WORK TO COMPLETE
Please output all of the records below word for word, with no changes.

(Stored data entries)
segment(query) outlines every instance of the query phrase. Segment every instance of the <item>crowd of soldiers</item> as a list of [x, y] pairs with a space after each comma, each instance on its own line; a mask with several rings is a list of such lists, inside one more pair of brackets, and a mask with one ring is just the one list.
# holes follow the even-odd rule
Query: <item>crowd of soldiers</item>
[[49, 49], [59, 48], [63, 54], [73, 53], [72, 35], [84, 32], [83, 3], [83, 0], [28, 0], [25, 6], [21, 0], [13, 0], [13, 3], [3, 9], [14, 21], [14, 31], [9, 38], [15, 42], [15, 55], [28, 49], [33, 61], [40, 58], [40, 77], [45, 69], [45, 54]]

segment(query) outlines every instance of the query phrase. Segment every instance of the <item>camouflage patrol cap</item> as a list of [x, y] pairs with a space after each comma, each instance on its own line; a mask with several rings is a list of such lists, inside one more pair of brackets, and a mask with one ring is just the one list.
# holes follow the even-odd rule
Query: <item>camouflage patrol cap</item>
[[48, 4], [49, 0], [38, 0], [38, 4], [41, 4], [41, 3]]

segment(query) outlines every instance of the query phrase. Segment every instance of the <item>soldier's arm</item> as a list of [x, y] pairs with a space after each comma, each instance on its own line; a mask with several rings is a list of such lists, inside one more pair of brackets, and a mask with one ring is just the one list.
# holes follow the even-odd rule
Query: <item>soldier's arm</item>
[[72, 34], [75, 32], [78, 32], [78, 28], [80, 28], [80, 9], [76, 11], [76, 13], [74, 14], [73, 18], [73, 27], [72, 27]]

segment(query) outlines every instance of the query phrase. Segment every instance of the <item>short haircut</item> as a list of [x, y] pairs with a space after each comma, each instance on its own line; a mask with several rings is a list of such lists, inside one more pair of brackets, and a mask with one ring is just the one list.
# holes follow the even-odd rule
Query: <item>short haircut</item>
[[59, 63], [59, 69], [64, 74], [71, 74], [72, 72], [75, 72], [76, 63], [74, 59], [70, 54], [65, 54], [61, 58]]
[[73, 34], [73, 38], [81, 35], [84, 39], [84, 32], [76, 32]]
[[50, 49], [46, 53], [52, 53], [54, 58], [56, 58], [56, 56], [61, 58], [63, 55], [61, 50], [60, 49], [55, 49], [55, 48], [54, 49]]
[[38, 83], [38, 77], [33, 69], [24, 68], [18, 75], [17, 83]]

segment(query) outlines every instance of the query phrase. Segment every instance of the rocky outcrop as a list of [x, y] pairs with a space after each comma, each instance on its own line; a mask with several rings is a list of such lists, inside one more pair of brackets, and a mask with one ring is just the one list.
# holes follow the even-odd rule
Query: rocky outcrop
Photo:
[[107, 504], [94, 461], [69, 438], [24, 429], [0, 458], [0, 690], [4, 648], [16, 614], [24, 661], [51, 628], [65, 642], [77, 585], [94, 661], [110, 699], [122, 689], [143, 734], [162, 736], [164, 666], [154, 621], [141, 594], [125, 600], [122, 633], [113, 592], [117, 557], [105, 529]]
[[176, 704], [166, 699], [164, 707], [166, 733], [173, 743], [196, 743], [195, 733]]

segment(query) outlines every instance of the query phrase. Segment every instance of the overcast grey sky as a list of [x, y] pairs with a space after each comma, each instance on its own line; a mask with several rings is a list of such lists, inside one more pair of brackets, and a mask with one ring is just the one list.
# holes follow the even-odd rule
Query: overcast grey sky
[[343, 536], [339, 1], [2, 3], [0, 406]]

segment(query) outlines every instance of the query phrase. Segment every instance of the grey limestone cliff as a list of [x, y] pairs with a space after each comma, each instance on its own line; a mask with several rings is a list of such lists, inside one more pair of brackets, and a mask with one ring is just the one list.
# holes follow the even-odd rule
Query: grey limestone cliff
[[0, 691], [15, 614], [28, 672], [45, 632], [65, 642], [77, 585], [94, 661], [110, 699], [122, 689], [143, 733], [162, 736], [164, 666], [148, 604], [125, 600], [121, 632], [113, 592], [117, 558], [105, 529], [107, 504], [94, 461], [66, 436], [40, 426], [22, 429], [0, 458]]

CORRECT ANSWER
segment(query) outlines every instance of the query phrase. Segment every instance of the <item>crowd of soldiers</item> as a list of [x, y] pairs with a space after each comma, each instance on its own line; a mask with several rings is a list of such lists, inside one more pair of brackets, and a mask with one ring is just the one list.
# holes follow the even-odd rule
Query: <item>crowd of soldiers</item>
[[49, 49], [59, 48], [63, 54], [73, 53], [72, 35], [84, 32], [83, 3], [83, 0], [28, 0], [25, 6], [21, 0], [13, 0], [13, 3], [3, 9], [14, 21], [14, 31], [9, 38], [15, 42], [15, 55], [28, 49], [33, 61], [40, 58], [40, 77], [45, 69], [45, 54]]

segment(query) outlines every instance of the query phrase. Segment every instance of the <item>camouflage patrol cap</item> as a list of [x, y] pairs with a space after each comma, each instance on its own line; a mask with several rings is a list of such lists, inside one more pair of brackets, and a mask with one ring is just the one list.
# holes follow the even-odd rule
Query: <item>camouflage patrol cap</item>
[[48, 4], [49, 0], [38, 0], [38, 4], [41, 4], [41, 3]]

segment(query) outlines every instance of the query phrase. Segment every instance of the <item>soldier's arm</item> as a list of [x, y] pairs with a space after each comma, each instance on its own line; a mask with several rings is a list of such lists, inside one more pair of brackets, and a mask with one ring is just the one list.
# holes follow the even-odd rule
Query: <item>soldier's arm</item>
[[72, 34], [75, 32], [78, 32], [78, 28], [80, 28], [80, 9], [76, 11], [76, 13], [74, 14], [73, 18], [73, 27], [72, 27]]

segment(query) outlines every instance of the query phrase. Segment every instance of the <item>short haircut</item> as a list of [x, y] pairs with a space after each comma, each instance on its own line; a mask with several rings is a list of such lists, inside one more pair of brackets, and a mask with one ring is just the one list.
# holes follow the even-odd rule
Query: <item>short haircut</item>
[[59, 63], [59, 69], [64, 74], [71, 74], [72, 72], [75, 72], [76, 63], [74, 59], [70, 54], [65, 54], [61, 58]]
[[73, 34], [73, 38], [81, 35], [84, 39], [84, 32], [76, 32]]
[[50, 49], [46, 53], [52, 53], [54, 58], [56, 58], [56, 56], [61, 58], [63, 55], [61, 50], [60, 49], [55, 49], [55, 48], [54, 49]]
[[38, 83], [38, 77], [33, 69], [24, 68], [18, 75], [17, 83]]

segment(query) outlines every instance of the query phrase. Segment every instance of the rocky outcrop as a list of [x, y] pairs with a space after each comma, each instance on its own line; a mask with several rings is a list of such lists, inside one more pair of brackets, and a mask with one ring is just the one list.
# holes follow the even-odd rule
Query: rocky outcrop
Photo:
[[107, 504], [94, 461], [69, 438], [24, 429], [0, 458], [0, 690], [4, 648], [16, 614], [24, 661], [51, 628], [65, 642], [77, 585], [94, 661], [110, 699], [122, 689], [143, 734], [162, 736], [164, 666], [154, 621], [141, 594], [125, 600], [122, 633], [113, 592], [117, 557], [105, 529]]
[[176, 704], [166, 699], [164, 707], [166, 733], [173, 743], [196, 743], [195, 733]]

segment(query) outlines every instance of the query phrase. Segment every instance of the overcast grey sky as a list of [x, y] pairs with a space after each comma, each instance on its own line; a mask with several rings is a list of such lists, inside one more pair of brackets, and a mask with one ring is just the one list.
# holes follow the even-odd rule
Query: overcast grey sky
[[343, 536], [339, 1], [2, 3], [0, 406]]

segment(query) outlines every instance of the query phrase. Segment every instance of the grey limestone cliff as a list of [x, y] pairs with a space after each comma, each instance on its own line; a mask with several rings is a list of such lists, inside one more pair of brackets, and a mask with one ring is just the one list.
# holes follow the even-odd rule
Query: grey limestone cliff
[[0, 691], [15, 614], [28, 672], [45, 632], [65, 642], [77, 585], [94, 661], [110, 699], [122, 689], [143, 733], [162, 736], [164, 666], [148, 604], [125, 600], [121, 632], [113, 592], [117, 558], [105, 529], [107, 504], [94, 461], [66, 436], [40, 426], [22, 429], [0, 458]]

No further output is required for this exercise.